WHAT THE EXERCISE ASKS >> The lines to extract start at the one containing "peak in the photo above." and end with the last line; give them exactly and nothing more.

RECORDS SHOWN >>

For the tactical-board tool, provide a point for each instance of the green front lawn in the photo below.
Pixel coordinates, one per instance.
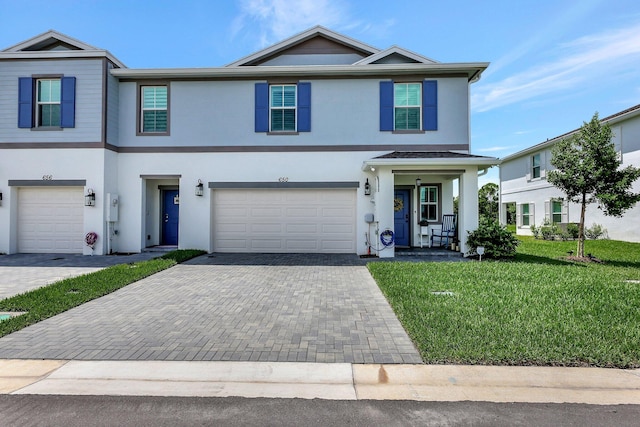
(535, 310)
(45, 302)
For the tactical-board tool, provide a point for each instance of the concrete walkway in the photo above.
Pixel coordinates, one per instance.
(336, 381)
(279, 308)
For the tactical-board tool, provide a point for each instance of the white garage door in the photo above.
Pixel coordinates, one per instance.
(284, 221)
(50, 220)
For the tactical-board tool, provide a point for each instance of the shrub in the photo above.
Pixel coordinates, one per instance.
(572, 230)
(595, 232)
(498, 242)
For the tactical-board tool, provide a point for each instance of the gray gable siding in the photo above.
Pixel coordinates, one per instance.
(88, 111)
(113, 115)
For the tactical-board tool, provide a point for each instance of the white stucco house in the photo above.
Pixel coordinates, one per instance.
(319, 143)
(523, 183)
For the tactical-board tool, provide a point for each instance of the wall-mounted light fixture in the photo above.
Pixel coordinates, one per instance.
(90, 198)
(200, 189)
(367, 188)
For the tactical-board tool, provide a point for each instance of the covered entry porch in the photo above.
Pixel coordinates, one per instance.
(412, 191)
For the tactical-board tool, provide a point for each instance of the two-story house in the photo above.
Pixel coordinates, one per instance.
(523, 183)
(319, 143)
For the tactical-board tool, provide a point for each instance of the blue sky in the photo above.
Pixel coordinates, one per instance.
(553, 62)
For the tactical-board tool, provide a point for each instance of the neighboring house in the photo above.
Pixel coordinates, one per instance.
(523, 183)
(290, 149)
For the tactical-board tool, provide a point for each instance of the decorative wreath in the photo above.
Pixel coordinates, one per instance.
(90, 239)
(386, 238)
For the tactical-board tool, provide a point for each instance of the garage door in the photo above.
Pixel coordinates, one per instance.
(50, 220)
(310, 220)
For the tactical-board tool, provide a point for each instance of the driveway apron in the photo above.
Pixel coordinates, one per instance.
(306, 308)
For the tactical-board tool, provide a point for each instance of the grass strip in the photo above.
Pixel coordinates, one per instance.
(42, 303)
(535, 310)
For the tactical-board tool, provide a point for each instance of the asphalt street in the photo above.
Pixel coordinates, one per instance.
(71, 411)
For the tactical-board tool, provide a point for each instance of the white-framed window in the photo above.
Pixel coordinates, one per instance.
(154, 109)
(48, 102)
(526, 214)
(282, 108)
(429, 203)
(407, 101)
(535, 166)
(556, 211)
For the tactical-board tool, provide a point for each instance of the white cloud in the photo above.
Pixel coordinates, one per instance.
(577, 63)
(275, 20)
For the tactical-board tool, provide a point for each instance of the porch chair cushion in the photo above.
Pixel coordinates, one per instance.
(447, 233)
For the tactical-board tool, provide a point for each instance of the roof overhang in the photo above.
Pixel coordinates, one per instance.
(471, 71)
(61, 54)
(481, 162)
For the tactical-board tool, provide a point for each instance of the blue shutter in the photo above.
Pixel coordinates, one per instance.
(430, 105)
(25, 102)
(304, 107)
(68, 102)
(262, 107)
(386, 106)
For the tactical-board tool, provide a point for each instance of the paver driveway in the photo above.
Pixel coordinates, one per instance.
(311, 308)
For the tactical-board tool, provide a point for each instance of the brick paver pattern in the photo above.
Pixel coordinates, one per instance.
(267, 310)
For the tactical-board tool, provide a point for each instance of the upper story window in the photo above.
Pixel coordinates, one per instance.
(556, 211)
(48, 102)
(407, 106)
(282, 108)
(535, 166)
(526, 215)
(429, 203)
(154, 109)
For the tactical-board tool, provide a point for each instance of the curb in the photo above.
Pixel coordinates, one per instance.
(333, 381)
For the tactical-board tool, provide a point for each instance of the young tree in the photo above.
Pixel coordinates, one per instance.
(588, 170)
(488, 201)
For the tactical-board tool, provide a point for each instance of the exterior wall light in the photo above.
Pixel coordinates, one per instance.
(90, 198)
(200, 189)
(367, 188)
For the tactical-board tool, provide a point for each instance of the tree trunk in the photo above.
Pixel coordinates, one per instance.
(583, 207)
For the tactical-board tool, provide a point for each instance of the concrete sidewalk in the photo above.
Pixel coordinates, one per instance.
(335, 381)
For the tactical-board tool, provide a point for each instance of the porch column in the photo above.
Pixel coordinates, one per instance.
(384, 210)
(468, 208)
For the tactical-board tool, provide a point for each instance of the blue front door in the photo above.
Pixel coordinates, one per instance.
(401, 217)
(170, 217)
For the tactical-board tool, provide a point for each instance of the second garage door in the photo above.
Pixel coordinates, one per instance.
(284, 221)
(50, 220)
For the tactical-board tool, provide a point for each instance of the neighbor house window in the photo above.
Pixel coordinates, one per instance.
(535, 166)
(556, 211)
(282, 108)
(527, 214)
(407, 99)
(48, 102)
(429, 203)
(154, 109)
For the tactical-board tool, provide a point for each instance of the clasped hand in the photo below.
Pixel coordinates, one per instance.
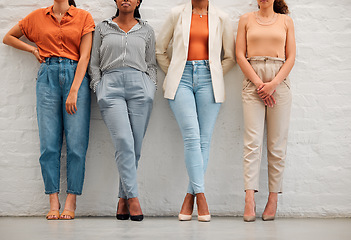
(265, 91)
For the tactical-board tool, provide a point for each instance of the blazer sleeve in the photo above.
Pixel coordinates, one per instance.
(162, 42)
(228, 45)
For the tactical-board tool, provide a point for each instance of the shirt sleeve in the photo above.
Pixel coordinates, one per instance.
(89, 24)
(27, 26)
(94, 66)
(150, 56)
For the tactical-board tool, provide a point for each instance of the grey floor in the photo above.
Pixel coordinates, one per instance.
(169, 228)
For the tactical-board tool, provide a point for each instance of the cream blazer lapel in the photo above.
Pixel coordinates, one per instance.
(213, 21)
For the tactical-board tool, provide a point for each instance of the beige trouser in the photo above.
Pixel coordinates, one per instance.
(277, 118)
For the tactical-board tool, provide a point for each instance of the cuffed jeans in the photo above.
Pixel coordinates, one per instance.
(277, 119)
(54, 82)
(125, 97)
(196, 111)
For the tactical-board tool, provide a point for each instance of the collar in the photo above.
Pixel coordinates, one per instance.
(110, 20)
(71, 11)
(140, 24)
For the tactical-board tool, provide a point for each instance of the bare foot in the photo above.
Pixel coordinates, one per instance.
(54, 206)
(122, 206)
(271, 206)
(134, 207)
(250, 203)
(70, 205)
(202, 207)
(188, 204)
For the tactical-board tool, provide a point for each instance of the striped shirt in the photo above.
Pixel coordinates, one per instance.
(113, 48)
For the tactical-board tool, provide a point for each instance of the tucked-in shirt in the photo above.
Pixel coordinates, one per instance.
(114, 48)
(266, 39)
(57, 39)
(198, 39)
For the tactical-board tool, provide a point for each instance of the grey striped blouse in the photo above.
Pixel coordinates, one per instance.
(113, 48)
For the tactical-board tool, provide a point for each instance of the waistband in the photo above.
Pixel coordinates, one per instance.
(265, 59)
(121, 69)
(197, 62)
(55, 60)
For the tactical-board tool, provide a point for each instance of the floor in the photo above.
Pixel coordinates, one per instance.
(15, 228)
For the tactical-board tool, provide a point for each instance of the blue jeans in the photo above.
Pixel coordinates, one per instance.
(125, 97)
(54, 82)
(196, 111)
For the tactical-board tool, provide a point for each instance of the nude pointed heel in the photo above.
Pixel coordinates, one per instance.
(184, 217)
(204, 218)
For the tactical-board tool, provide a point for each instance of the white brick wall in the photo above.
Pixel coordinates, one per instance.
(318, 171)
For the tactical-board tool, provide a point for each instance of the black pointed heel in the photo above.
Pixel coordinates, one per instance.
(137, 218)
(122, 216)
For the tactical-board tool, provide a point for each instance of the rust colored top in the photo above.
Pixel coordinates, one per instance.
(198, 40)
(266, 39)
(57, 39)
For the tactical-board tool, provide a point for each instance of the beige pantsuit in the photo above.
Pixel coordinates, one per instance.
(276, 118)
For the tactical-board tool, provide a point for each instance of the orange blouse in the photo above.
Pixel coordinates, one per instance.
(55, 39)
(198, 40)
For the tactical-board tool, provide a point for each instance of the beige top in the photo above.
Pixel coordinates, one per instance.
(266, 39)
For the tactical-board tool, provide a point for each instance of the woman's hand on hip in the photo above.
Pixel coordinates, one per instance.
(71, 103)
(35, 52)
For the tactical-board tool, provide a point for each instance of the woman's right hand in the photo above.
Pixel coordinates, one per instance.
(35, 52)
(269, 100)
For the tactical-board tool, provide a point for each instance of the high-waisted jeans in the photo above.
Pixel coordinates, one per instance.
(125, 97)
(276, 118)
(196, 111)
(54, 82)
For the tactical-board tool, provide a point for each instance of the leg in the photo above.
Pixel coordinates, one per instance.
(184, 109)
(49, 117)
(114, 111)
(140, 91)
(76, 128)
(254, 118)
(207, 111)
(278, 119)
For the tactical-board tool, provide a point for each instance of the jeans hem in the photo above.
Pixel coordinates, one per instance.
(51, 192)
(74, 192)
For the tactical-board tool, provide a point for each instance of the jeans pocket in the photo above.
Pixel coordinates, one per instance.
(246, 83)
(286, 81)
(41, 71)
(149, 85)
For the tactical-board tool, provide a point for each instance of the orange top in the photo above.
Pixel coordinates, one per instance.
(198, 40)
(266, 39)
(55, 39)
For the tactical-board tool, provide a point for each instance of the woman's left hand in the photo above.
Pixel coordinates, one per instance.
(265, 90)
(71, 103)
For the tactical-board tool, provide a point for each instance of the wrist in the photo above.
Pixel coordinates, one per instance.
(34, 50)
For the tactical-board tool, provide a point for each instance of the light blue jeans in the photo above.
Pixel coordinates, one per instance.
(54, 82)
(125, 97)
(196, 111)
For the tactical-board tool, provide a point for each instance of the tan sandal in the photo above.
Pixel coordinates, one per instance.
(67, 213)
(54, 213)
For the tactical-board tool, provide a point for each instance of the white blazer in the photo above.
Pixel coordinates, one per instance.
(177, 27)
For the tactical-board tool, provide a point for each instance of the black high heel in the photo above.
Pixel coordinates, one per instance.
(122, 216)
(138, 218)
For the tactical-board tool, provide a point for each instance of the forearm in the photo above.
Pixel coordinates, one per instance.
(284, 71)
(80, 73)
(17, 43)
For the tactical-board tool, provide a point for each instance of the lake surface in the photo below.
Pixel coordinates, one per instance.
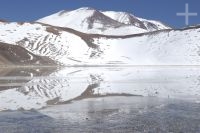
(100, 99)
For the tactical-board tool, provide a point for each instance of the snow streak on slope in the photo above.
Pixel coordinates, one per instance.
(70, 47)
(129, 19)
(89, 20)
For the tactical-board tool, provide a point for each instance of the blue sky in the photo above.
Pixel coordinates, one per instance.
(163, 10)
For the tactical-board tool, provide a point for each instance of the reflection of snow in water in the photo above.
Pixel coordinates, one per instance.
(80, 83)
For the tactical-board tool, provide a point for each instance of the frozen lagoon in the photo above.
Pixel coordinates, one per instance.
(100, 99)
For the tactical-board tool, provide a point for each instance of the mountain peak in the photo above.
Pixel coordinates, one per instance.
(90, 20)
(86, 8)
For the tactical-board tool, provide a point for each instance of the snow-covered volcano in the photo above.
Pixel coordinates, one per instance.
(89, 20)
(69, 44)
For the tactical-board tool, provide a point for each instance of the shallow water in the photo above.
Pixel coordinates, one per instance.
(100, 99)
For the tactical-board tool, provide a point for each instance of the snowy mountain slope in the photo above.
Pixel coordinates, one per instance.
(89, 20)
(16, 55)
(130, 19)
(70, 47)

SOLUTION TO THE PROBLEM >>
For the tactical-board tool, provide a point for each instance of the mountain peak in the photo above.
Pixel coordinates, one per instance.
(90, 20)
(86, 8)
For the tactical-board tool, provide a point for each instance of the snow-covered volcano in the photo above.
Pixel coordinates, one per instance.
(89, 20)
(69, 44)
For the tactical-board tool, provide a point for each instance of the shallow water in the photo above.
Pixel coordinates, one per instance.
(100, 99)
For the tactical-board tool, provide a point for each instance of the snowy mountain slope in the photo above.
Pixel coordinates, one per instance.
(89, 20)
(16, 55)
(130, 19)
(70, 47)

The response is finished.